### Work to be completed
Return every line of the records that contains the word "pillow". Letter case matters.
+++
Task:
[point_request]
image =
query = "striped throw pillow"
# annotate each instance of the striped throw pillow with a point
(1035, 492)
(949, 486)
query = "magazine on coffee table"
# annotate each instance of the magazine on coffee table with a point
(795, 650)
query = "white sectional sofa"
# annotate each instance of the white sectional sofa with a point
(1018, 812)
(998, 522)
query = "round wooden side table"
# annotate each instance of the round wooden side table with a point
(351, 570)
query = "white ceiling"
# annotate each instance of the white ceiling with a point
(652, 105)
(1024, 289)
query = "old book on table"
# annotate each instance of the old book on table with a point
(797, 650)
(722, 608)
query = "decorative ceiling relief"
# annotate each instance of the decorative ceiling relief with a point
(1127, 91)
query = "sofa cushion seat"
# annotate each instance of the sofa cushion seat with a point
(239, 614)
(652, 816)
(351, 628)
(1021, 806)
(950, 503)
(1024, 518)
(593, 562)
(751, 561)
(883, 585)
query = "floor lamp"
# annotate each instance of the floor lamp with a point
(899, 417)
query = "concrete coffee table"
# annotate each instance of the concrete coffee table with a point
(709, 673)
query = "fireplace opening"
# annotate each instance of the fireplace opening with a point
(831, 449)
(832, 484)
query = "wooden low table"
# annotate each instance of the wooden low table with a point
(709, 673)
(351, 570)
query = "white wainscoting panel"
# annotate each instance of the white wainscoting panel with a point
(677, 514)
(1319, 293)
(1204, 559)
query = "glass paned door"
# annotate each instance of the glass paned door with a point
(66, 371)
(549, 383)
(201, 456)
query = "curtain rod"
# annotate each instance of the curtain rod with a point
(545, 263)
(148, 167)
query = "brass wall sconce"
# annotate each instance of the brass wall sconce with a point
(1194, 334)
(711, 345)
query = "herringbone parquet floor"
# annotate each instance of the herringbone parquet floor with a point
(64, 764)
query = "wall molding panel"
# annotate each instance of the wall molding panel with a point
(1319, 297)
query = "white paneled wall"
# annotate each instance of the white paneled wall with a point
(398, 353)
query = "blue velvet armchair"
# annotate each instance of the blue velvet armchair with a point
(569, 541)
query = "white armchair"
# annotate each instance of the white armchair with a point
+++
### Response to the task
query = "striped throw pillow"
# annotate each instance of the striped throw pillow with a point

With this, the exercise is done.